_Problem description_
Print verbatim every line starting at the one that contains "Where can the stadium" and ending at the final line of the records; include both endpoints.

○ ○ ○ ○ ○ ○ ○

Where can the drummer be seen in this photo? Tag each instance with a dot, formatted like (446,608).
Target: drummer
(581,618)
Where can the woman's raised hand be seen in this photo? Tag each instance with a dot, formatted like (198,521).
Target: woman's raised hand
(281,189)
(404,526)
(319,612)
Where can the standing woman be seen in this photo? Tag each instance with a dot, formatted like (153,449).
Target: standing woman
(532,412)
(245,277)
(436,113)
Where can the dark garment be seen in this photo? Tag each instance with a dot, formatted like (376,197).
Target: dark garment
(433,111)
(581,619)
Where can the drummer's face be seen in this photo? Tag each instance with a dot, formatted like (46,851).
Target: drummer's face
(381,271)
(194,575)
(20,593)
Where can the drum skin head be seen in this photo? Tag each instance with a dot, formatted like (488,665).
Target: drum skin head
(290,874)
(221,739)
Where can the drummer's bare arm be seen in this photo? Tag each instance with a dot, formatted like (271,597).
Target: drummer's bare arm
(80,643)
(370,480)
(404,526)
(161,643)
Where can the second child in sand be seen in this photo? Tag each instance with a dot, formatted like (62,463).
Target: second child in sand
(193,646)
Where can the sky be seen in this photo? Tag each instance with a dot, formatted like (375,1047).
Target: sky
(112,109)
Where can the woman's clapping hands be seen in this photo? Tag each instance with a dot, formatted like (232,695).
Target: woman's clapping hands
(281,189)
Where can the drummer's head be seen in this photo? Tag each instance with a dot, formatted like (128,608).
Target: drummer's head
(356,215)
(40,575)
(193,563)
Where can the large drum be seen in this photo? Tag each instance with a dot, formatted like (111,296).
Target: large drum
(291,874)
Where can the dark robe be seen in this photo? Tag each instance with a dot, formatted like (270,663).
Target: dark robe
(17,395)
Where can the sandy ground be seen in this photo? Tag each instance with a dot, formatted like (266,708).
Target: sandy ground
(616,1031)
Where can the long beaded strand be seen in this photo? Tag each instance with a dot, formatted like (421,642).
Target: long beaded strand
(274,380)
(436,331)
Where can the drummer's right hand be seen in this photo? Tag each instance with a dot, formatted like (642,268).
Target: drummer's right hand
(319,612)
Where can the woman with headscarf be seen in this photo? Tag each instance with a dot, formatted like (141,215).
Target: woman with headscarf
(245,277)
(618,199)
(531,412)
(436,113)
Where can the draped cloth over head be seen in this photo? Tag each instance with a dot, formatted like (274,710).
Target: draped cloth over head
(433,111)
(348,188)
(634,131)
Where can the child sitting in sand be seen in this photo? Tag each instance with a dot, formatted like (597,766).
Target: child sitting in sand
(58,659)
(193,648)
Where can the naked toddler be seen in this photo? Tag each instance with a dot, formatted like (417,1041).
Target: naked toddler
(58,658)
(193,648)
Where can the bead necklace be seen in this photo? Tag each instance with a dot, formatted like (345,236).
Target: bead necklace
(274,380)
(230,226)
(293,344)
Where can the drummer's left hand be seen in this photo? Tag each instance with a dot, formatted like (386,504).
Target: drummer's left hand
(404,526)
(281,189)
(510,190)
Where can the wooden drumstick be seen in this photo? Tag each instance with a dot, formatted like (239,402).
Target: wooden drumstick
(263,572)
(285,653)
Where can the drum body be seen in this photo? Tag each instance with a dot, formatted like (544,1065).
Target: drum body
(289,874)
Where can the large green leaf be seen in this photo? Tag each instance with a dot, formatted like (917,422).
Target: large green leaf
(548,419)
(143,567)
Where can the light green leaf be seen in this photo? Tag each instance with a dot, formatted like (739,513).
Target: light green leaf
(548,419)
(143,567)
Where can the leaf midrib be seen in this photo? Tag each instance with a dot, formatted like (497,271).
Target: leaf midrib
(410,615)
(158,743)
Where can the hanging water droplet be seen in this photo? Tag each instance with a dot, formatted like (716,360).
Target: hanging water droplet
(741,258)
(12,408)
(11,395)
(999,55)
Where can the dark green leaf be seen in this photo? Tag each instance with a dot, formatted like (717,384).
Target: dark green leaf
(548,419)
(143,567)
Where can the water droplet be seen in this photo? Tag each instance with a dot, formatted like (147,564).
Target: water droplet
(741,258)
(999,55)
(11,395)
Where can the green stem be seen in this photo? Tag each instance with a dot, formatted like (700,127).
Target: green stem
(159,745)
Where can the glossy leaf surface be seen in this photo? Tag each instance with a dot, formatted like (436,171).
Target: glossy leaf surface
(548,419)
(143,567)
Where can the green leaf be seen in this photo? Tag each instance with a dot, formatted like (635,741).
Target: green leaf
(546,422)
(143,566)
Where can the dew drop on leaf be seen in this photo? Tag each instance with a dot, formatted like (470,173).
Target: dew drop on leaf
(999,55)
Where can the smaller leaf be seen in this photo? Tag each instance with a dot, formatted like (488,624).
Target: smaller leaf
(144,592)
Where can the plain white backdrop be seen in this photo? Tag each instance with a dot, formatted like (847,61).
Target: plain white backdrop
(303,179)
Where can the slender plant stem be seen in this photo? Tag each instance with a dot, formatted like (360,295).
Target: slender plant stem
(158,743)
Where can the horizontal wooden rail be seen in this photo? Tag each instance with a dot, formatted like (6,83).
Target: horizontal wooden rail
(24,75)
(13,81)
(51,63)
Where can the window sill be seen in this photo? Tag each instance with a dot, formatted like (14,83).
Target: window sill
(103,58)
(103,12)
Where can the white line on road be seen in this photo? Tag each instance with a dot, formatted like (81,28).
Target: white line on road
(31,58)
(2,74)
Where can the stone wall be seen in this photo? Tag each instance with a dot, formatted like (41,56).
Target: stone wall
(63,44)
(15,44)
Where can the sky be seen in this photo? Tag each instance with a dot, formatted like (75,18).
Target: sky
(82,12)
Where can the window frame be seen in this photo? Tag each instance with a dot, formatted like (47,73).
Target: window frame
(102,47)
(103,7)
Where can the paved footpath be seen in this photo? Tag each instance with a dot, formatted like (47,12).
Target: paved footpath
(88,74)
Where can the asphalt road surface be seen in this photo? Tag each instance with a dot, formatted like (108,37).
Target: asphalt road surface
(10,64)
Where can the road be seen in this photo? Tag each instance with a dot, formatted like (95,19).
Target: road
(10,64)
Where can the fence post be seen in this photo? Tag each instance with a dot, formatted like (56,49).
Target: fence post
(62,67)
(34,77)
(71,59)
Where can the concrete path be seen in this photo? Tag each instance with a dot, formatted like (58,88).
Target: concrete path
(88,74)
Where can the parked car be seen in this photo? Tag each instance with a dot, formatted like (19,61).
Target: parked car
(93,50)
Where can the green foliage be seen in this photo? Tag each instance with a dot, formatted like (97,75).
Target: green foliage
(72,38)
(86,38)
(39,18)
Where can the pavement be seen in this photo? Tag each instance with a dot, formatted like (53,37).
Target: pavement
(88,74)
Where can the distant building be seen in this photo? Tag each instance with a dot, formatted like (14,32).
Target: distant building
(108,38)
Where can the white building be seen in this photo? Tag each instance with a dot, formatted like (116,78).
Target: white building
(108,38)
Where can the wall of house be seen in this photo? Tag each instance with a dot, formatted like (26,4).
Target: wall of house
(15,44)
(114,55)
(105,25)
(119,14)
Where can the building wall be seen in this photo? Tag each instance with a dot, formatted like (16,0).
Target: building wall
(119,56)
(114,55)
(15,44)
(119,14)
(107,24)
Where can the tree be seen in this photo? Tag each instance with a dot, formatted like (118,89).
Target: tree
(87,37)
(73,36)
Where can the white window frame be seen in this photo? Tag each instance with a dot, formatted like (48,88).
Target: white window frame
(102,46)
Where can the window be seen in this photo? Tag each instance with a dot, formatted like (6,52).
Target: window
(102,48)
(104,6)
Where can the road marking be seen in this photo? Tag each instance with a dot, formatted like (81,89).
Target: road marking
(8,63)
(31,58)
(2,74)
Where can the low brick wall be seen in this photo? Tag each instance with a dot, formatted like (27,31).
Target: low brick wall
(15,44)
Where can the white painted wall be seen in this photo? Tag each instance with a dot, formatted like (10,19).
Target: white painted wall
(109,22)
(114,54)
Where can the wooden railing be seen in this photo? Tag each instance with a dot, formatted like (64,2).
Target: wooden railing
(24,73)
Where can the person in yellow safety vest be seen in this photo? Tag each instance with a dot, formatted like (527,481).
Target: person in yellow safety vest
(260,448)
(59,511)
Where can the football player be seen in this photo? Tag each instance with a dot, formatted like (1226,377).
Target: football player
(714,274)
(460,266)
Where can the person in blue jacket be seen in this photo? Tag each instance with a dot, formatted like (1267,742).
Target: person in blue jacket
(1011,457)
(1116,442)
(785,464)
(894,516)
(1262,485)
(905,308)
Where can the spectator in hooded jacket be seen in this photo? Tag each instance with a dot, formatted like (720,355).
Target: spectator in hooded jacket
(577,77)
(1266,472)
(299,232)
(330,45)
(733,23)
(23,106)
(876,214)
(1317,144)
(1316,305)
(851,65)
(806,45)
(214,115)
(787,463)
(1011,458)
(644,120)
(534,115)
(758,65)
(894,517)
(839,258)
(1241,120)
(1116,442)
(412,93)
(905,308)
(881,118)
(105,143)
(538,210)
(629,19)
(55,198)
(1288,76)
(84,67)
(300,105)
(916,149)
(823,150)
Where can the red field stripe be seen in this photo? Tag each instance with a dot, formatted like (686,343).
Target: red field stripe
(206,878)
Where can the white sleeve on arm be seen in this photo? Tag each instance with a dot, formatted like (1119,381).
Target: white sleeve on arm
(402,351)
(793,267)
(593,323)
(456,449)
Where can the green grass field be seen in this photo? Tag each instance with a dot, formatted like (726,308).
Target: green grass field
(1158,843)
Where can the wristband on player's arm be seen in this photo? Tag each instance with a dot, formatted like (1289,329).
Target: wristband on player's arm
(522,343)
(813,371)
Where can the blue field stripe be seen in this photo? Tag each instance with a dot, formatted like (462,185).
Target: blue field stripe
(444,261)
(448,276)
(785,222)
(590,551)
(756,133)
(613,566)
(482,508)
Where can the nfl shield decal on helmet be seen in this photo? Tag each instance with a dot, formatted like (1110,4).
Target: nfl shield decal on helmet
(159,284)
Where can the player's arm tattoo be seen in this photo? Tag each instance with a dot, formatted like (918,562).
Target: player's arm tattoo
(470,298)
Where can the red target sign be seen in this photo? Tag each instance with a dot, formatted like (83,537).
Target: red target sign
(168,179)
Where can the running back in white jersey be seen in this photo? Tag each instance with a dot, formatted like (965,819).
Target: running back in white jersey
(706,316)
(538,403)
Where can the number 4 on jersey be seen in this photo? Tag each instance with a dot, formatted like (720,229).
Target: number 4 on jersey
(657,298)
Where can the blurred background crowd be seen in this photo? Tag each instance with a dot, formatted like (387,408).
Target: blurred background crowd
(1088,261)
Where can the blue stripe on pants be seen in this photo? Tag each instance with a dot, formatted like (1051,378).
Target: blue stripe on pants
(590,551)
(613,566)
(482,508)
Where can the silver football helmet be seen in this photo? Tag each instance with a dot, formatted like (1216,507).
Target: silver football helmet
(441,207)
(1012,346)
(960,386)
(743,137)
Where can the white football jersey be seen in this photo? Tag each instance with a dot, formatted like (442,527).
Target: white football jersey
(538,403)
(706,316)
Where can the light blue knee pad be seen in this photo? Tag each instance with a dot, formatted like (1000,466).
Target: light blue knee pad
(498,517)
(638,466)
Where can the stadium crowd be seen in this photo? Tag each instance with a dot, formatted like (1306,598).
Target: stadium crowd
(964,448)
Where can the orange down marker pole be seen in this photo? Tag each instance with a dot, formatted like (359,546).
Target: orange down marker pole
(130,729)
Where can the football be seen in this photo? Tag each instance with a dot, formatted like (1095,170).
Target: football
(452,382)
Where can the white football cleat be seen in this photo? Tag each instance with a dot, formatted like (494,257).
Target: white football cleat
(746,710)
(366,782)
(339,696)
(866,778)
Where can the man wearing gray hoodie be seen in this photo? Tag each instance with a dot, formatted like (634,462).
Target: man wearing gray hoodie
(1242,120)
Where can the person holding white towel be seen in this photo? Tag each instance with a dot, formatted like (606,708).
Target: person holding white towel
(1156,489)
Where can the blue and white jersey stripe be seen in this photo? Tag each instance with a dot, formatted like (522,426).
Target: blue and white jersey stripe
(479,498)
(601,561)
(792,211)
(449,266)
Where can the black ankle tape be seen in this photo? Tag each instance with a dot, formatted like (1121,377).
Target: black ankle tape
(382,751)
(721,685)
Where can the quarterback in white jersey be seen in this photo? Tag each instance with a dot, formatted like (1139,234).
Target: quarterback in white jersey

○ ○ ○ ○ ○ ○ ○

_Problem solution_
Where can the stadium crowd be seen in this photo? Tag each instance with a dot, formatted like (1306,598).
Target: stadium crowd
(964,448)
Where can the orange down marker pole be seen in this photo? Tag each instance with a dot, formatted like (359,546).
Target: orange down marker pole
(130,729)
Where can the football be seen in this photo? Tag each instance with a dot, formatted like (1095,170).
Target: football
(452,382)
Where can the white football cleat be seen in this photo? Tag each instance with a dot, formatted like (494,257).
Target: white football cleat
(746,710)
(366,782)
(339,696)
(866,778)
Where can the man wearing gray hoodie be seen in this photo? Tag each instance with a dot, formatted like (634,462).
Target: man wearing gray hoodie
(1242,120)
Where can the person holding white towel be seen in this photo? Tag each instance with a dot, formatted like (606,708).
Target: person holding white towel
(1156,489)
Where can the blue and white jersey stripe be seen in this photo? Tag each instance with a dot, formatted like (522,426).
Target: blue and white jersey stripe
(479,498)
(601,561)
(792,211)
(449,266)
Where can the black ankle tape be seen in this photo? Tag each instance with a dot, formatted like (1121,377).
Target: black ankle tape
(382,751)
(721,685)
Where can the quarterback in white jersey be seen in this photo? Tag each instance with a dot, formatted like (1139,234).
Target: quarterback in white jersey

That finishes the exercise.